[Source data]

=======

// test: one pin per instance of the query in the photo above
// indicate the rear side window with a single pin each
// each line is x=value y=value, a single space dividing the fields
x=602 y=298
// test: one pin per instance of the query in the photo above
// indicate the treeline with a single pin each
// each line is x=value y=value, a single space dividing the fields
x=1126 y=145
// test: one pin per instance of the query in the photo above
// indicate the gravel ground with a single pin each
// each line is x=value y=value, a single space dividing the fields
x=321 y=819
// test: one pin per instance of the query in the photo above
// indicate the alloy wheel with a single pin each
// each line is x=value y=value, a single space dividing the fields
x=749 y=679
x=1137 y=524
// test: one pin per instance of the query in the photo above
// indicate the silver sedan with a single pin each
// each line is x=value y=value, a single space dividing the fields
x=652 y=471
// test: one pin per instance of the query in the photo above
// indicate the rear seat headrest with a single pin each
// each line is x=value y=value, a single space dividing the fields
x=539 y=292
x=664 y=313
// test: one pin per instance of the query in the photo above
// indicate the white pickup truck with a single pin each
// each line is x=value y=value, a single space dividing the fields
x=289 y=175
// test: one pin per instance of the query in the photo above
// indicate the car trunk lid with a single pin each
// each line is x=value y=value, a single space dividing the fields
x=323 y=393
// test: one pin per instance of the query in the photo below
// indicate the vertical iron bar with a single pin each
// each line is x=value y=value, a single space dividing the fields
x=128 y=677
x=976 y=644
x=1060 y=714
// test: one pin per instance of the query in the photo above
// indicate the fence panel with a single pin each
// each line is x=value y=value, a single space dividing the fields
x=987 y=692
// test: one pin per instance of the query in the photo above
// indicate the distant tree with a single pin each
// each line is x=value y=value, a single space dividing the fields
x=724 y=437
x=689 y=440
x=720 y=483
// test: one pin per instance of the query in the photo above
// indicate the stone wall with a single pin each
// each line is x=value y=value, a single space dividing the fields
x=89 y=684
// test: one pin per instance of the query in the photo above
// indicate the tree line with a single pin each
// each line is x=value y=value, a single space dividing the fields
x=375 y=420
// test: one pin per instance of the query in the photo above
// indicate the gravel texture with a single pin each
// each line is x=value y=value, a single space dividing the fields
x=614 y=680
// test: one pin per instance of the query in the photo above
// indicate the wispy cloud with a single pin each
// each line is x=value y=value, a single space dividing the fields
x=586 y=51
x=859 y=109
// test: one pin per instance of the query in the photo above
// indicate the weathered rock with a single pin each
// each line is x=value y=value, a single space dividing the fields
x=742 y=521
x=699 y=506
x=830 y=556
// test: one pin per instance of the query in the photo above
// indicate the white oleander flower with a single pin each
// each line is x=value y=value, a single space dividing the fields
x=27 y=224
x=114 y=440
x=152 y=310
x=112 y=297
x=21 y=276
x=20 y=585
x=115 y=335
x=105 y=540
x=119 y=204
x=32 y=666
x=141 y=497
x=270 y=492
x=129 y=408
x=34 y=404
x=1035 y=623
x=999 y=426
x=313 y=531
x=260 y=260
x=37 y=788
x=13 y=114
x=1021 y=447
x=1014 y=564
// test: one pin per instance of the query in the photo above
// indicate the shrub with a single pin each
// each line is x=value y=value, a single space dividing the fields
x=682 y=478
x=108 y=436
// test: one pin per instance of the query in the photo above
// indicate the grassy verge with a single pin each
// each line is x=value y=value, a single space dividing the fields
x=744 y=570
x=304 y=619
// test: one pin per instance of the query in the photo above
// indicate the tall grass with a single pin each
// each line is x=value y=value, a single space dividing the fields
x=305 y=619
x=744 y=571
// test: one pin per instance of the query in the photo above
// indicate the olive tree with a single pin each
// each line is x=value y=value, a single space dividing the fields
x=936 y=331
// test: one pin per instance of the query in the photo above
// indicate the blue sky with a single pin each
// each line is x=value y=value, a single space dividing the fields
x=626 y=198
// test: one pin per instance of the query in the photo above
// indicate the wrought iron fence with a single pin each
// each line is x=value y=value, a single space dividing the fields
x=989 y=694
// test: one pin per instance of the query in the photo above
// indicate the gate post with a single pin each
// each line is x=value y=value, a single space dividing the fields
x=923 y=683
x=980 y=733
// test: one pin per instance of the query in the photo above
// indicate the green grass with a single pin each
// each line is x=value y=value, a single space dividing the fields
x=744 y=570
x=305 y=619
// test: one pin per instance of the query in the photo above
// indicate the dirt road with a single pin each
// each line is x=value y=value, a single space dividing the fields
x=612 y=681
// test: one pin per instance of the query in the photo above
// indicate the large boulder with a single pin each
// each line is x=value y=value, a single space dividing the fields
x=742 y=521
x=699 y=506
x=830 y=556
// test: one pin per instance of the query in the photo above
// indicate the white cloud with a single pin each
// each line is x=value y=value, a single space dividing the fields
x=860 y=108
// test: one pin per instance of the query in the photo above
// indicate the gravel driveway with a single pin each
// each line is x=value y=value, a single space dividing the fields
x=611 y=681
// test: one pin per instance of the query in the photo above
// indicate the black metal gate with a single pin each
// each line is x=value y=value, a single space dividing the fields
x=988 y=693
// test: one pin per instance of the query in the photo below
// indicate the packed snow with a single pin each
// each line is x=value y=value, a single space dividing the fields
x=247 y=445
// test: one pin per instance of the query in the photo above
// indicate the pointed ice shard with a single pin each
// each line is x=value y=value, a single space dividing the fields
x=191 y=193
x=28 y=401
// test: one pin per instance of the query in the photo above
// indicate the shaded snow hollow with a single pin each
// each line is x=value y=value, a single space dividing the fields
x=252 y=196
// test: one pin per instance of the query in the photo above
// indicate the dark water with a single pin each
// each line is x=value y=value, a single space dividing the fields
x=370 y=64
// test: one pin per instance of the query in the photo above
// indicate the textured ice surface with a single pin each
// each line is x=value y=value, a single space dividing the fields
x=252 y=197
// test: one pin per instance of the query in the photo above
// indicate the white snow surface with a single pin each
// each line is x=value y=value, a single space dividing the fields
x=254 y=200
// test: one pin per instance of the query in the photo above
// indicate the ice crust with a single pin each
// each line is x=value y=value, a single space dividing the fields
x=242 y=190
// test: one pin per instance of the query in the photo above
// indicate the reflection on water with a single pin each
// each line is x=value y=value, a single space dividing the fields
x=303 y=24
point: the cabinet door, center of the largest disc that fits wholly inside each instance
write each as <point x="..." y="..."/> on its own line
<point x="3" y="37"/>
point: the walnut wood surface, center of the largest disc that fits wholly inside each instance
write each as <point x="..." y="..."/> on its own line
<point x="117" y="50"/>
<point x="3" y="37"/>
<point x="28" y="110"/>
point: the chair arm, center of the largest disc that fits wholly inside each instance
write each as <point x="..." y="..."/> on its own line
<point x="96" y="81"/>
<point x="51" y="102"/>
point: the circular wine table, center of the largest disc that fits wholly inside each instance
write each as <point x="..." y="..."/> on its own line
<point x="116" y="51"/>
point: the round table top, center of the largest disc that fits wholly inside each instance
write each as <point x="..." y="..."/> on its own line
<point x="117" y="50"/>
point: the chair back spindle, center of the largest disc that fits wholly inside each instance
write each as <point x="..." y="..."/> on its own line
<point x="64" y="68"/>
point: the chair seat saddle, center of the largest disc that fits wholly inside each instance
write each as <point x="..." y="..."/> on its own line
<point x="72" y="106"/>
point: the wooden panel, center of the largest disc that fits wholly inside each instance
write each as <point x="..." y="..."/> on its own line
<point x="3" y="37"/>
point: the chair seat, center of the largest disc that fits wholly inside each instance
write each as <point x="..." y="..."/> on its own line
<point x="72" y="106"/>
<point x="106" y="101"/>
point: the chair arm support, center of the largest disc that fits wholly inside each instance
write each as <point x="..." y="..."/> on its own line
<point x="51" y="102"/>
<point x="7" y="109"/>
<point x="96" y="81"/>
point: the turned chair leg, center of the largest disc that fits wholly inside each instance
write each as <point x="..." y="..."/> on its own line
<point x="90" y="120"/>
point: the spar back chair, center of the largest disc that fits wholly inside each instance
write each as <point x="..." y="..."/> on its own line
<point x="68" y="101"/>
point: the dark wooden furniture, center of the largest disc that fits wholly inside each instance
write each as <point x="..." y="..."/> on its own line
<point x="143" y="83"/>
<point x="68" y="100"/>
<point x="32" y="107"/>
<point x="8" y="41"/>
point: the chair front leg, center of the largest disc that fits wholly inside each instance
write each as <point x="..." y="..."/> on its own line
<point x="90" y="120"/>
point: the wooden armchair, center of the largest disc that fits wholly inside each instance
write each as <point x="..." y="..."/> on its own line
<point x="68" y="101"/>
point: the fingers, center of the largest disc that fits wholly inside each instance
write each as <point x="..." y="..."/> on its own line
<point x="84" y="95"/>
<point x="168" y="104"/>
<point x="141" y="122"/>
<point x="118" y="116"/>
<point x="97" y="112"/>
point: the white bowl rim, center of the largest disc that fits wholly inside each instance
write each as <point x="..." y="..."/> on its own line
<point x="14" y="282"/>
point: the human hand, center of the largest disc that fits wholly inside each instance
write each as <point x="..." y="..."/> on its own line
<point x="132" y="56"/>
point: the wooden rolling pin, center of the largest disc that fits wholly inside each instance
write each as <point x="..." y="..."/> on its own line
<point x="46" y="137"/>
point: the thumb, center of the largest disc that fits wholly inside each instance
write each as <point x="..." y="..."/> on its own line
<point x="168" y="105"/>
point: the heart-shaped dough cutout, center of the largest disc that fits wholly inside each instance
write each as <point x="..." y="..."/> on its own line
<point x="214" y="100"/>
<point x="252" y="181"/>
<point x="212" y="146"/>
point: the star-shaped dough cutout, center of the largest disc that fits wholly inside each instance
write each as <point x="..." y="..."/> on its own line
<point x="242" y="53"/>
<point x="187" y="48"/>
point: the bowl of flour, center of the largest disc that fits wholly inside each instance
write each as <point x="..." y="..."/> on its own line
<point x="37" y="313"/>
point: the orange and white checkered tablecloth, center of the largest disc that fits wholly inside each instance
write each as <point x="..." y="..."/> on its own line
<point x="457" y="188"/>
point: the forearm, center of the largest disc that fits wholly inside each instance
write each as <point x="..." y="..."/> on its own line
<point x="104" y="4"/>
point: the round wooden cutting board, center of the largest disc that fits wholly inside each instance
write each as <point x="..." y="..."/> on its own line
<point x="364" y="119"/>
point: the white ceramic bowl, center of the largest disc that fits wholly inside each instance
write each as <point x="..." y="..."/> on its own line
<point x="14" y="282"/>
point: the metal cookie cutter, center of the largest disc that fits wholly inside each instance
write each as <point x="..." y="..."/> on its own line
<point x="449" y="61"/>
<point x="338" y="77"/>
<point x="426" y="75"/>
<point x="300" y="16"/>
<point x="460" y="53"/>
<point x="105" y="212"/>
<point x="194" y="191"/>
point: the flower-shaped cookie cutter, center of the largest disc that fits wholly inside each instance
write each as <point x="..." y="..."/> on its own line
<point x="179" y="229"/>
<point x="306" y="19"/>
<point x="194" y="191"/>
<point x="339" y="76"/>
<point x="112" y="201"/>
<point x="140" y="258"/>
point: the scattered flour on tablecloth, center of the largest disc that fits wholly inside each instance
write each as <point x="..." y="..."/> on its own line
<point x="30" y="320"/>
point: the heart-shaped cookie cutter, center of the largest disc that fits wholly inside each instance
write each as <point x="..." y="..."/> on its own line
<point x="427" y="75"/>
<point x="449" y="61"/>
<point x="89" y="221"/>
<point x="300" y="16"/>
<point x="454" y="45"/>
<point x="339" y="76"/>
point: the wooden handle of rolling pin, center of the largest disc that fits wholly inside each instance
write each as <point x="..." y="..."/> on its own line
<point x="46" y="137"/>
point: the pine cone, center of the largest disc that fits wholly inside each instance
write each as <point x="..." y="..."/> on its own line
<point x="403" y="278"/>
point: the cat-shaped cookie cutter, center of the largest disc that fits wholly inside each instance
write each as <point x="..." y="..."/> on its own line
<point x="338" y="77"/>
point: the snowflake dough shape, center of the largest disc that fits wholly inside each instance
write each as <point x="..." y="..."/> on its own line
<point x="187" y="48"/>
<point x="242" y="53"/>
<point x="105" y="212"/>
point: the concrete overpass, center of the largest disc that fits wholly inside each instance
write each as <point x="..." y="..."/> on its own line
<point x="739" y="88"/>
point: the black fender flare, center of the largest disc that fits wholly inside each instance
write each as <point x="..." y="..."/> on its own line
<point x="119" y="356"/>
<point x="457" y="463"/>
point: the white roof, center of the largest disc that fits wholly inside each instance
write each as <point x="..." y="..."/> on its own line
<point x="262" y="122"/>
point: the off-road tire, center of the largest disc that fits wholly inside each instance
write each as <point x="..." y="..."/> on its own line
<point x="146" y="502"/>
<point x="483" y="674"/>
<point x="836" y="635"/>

=======

• Task:
From the line containing "point: the heart-shaped cookie" to the last line of the material, please quote every line exactly and only those.

• Exercise solution:
point: the heart-shaped cookie cutter, center of the largest disc that fits wholly inside each instance
write each as <point x="..." y="..."/> on its own line
<point x="427" y="75"/>
<point x="449" y="61"/>
<point x="89" y="221"/>
<point x="300" y="16"/>
<point x="454" y="45"/>
<point x="339" y="76"/>
point: the wooden handle of rolling pin, center of the largest disc that fits wholly inside each instance
write each as <point x="..." y="..."/> on its own line
<point x="46" y="137"/>
point: the pine cone, center of the largest disc that fits wholly inside each instance
write each as <point x="..." y="..."/> on its own line
<point x="403" y="278"/>
point: the cat-shaped cookie cutter, center of the largest disc that fits wholly inside each instance
write each as <point x="..." y="..."/> on its own line
<point x="338" y="77"/>
point: the snowflake dough shape, center of the largest disc that fits wholly inside each instance
write each as <point x="..." y="..."/> on its own line
<point x="187" y="48"/>
<point x="242" y="53"/>
<point x="105" y="212"/>
point: the concrete overpass, center of the largest disc that fits wholly inside each instance
write each as <point x="..." y="..."/> on its own line
<point x="739" y="88"/>
point: the black fender flare, center of the largest disc that fits wholly inside each instance
write each as <point x="..." y="..."/> on its own line
<point x="119" y="356"/>
<point x="457" y="463"/>
point: the white roof, center of the largest disc that fits wholly inside each instance
write each as <point x="..." y="..."/> on its own line
<point x="262" y="122"/>
point: the off-road tire, center of the largest disc that fits wholly inside each instance
write each as <point x="..." y="..."/> on its own line
<point x="146" y="502"/>
<point x="483" y="674"/>
<point x="836" y="635"/>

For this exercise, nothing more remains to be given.